== Segment start ==
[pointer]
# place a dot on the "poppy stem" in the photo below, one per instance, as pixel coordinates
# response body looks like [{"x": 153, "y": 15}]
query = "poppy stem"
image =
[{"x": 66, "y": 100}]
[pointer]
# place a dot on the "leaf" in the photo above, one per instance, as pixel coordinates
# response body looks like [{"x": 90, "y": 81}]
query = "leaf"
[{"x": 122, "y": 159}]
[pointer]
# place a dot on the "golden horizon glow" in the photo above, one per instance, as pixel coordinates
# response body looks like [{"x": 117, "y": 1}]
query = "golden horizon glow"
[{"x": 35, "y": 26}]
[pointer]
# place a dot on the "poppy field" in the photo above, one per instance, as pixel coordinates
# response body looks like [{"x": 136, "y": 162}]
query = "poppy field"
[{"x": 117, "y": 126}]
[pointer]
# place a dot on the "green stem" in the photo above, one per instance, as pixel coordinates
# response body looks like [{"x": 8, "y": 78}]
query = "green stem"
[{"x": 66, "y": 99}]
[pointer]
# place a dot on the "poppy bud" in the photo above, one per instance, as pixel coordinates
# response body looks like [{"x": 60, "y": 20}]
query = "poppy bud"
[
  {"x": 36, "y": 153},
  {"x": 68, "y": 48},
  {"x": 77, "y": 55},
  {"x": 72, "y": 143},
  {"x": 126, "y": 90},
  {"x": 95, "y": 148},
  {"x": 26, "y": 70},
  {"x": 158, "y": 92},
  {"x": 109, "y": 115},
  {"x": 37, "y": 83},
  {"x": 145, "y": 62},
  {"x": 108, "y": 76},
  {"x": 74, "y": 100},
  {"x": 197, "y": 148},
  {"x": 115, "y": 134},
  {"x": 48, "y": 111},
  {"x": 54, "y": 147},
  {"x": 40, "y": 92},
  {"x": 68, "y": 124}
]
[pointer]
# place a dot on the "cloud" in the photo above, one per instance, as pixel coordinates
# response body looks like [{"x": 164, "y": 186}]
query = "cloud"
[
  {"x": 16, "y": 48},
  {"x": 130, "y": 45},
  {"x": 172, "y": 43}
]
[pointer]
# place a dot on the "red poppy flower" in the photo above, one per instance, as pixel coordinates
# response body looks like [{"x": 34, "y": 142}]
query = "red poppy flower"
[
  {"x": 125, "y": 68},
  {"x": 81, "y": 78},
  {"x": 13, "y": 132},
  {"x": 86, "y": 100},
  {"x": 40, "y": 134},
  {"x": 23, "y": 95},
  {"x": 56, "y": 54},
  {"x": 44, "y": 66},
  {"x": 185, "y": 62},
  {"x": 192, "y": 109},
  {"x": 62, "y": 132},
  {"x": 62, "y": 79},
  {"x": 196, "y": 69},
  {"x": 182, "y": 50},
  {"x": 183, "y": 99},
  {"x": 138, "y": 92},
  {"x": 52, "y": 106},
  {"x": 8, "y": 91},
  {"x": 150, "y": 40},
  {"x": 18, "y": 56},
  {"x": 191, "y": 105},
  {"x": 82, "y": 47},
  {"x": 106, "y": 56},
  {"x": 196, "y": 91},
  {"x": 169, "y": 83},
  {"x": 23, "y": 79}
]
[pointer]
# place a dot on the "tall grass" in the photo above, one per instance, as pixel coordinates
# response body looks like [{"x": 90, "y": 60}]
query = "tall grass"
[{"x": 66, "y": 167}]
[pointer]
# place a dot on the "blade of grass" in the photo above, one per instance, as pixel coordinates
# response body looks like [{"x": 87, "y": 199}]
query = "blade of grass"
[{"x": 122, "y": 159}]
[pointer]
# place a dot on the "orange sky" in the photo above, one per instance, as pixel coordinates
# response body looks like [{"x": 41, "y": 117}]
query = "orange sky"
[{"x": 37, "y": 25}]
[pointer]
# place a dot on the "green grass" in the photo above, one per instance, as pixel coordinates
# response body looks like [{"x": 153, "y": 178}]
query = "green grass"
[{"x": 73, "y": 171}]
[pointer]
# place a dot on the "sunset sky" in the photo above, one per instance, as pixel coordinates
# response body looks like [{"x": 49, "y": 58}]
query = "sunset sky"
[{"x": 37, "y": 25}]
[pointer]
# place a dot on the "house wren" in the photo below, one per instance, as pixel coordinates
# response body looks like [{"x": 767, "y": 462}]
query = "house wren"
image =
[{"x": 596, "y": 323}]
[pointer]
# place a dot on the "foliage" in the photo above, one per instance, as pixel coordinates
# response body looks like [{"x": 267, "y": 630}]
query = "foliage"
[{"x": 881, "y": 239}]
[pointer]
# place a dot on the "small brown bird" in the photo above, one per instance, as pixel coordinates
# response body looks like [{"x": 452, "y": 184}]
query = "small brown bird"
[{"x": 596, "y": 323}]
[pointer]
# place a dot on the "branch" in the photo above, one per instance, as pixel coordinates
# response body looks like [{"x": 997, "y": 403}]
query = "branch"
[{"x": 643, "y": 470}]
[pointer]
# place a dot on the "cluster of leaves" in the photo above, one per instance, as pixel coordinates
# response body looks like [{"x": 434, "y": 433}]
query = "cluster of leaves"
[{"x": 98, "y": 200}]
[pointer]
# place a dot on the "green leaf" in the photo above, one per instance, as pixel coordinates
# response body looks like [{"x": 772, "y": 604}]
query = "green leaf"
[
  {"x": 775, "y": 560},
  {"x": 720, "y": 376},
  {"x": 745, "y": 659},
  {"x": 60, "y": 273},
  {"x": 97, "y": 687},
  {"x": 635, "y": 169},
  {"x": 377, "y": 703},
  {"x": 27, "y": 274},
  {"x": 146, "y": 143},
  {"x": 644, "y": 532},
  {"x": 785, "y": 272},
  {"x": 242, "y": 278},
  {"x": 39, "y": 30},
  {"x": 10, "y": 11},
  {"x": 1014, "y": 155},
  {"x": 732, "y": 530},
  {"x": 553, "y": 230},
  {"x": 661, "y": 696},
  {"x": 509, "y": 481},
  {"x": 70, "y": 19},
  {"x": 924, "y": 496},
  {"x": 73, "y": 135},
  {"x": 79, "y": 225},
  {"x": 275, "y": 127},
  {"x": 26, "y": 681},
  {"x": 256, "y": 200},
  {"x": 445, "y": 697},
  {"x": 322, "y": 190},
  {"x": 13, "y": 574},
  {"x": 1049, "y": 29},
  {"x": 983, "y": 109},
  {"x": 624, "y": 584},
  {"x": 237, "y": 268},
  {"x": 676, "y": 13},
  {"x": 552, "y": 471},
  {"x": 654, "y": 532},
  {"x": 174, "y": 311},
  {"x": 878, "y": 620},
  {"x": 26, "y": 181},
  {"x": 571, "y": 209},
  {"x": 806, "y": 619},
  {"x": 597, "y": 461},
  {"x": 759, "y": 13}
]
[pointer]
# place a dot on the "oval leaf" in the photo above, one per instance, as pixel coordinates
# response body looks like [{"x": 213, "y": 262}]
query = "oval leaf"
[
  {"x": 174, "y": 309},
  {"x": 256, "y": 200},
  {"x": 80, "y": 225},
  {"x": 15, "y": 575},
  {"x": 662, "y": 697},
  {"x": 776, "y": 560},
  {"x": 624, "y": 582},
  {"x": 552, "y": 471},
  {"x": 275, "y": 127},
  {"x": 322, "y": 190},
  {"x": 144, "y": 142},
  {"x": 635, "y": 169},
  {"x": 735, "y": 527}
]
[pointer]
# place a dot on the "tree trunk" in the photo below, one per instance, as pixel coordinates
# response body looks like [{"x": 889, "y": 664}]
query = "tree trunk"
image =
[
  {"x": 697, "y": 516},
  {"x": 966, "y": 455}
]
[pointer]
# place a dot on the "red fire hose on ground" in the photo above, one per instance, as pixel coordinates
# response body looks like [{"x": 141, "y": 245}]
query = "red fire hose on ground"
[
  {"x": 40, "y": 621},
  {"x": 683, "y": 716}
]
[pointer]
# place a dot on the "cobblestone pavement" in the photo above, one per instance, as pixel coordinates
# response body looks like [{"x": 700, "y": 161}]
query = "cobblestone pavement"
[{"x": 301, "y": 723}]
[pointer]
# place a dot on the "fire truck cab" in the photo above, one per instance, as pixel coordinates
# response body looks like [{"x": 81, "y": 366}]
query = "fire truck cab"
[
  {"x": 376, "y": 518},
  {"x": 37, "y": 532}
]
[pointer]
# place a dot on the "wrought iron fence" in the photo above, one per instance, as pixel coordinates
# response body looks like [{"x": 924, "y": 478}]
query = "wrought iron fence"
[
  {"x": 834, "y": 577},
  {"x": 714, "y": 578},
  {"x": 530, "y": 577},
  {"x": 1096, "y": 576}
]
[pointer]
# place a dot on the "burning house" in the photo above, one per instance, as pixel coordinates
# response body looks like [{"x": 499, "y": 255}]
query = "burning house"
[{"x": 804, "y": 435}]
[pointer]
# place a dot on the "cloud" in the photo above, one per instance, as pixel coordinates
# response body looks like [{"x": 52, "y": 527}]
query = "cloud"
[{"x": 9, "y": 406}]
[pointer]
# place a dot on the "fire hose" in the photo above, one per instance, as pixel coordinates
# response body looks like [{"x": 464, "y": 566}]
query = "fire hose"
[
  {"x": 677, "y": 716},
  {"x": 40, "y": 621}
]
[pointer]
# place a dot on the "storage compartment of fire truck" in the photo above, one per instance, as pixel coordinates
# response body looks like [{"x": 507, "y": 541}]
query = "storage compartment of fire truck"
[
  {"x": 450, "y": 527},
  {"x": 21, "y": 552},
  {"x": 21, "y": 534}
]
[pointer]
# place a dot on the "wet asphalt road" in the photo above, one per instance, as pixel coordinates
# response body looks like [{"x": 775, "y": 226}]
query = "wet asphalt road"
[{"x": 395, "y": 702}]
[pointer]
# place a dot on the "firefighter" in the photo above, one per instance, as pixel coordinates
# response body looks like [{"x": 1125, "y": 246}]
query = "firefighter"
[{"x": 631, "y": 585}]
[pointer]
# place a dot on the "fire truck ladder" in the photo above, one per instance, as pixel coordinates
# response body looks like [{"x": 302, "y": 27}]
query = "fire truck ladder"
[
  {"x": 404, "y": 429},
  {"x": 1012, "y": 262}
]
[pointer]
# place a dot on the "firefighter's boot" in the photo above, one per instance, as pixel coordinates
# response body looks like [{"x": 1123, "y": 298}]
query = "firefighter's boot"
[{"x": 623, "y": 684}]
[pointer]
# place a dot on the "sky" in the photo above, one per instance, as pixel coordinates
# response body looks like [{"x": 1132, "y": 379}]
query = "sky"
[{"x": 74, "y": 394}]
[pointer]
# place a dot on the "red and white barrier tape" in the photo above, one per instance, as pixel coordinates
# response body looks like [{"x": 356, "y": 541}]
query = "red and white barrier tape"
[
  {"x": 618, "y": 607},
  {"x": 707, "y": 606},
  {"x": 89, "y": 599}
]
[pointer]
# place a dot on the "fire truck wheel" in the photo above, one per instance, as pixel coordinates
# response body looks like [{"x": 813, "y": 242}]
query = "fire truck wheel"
== Segment end ==
Tally the lines in the listing that hold the string "tree"; your reply is that total alone.

2